Task objective: Recast the rows below as a Markdown table with the columns "Index" and "Line", starting at the line that contains "Where can the blue baseball" and running through the end of the rows, both ends included. Number each line in order and omit blank lines.

>> Begin Records for the exercise

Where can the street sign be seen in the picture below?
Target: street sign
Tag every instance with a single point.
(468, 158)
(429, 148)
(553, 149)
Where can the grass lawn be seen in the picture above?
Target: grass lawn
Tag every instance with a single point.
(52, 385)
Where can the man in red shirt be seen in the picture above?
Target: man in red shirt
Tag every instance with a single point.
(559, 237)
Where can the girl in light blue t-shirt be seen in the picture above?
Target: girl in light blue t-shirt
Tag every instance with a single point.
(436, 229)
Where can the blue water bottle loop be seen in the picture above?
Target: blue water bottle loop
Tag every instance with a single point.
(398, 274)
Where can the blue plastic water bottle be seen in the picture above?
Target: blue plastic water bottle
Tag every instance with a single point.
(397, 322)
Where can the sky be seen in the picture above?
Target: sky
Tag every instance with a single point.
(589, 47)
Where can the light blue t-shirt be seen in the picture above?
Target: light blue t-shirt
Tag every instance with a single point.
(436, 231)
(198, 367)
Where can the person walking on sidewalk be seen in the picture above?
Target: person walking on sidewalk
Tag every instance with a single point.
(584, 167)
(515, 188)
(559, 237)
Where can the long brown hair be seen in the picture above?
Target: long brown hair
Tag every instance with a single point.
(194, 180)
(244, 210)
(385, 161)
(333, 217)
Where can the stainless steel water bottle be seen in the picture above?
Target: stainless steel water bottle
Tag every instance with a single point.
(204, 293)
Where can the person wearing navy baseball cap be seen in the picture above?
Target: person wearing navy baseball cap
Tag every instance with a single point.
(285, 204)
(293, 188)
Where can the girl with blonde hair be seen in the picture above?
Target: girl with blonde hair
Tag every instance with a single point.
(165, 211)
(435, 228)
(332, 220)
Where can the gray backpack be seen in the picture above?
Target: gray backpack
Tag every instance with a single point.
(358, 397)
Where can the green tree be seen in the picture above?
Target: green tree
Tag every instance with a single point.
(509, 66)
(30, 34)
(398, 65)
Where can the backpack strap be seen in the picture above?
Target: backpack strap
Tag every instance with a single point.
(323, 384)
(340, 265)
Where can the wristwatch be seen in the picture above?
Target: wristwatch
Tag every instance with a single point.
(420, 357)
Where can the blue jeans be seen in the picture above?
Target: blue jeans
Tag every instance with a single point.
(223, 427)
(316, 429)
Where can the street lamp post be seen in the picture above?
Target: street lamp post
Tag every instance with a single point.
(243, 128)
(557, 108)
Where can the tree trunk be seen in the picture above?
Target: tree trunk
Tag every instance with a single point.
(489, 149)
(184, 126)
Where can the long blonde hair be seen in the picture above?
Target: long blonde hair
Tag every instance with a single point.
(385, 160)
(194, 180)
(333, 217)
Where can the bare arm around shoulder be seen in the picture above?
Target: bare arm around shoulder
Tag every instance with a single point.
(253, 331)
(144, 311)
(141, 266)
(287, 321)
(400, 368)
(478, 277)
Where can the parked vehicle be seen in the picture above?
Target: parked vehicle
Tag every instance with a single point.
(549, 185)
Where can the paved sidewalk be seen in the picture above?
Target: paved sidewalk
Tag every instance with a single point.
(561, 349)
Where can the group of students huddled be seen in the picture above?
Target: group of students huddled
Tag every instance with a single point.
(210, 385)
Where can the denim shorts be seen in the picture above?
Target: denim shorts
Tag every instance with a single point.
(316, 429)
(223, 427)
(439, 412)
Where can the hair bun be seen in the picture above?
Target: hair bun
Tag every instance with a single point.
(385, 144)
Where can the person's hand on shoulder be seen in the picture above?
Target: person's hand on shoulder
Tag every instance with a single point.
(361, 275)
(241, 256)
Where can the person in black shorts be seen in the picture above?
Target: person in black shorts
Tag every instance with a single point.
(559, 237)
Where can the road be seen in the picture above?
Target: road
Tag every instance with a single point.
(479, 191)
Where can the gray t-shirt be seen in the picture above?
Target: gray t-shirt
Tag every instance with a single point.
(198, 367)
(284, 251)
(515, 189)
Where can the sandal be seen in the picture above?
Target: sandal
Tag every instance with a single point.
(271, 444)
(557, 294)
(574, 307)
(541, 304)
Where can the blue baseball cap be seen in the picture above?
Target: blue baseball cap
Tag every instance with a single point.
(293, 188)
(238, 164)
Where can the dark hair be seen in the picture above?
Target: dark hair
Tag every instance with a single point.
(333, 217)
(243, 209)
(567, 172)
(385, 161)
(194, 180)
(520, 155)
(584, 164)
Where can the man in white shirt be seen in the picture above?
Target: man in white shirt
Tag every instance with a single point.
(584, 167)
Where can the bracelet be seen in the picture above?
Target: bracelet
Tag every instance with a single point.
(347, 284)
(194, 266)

>> End Records for the exercise

The completed task:
| Index | Line |
|---|---|
| 1 | Where can the blue baseball cap be seen in the picture above? |
| 2 | Target: blue baseball cap |
| 3 | Tag every instance with a single point. |
| 4 | (293, 188) |
| 5 | (238, 164) |
| 6 | Where can the dark hair be seen in the picture above? |
| 7 | Target: dark hair |
| 8 | Tag every instance with a single point. |
| 9 | (333, 217) |
| 10 | (243, 209) |
| 11 | (567, 172) |
| 12 | (385, 161) |
| 13 | (194, 180) |
| 14 | (520, 155) |
| 15 | (584, 164) |
| 16 | Where can the man in white shirt be seen in the picture above? |
| 17 | Target: man in white shirt |
| 18 | Tag every instance with a single point. |
| 19 | (584, 167) |
| 20 | Where can the bracelet be seen in the picture above? |
| 21 | Target: bracelet |
| 22 | Tag every instance with a single point. |
| 23 | (347, 284) |
| 24 | (194, 266) |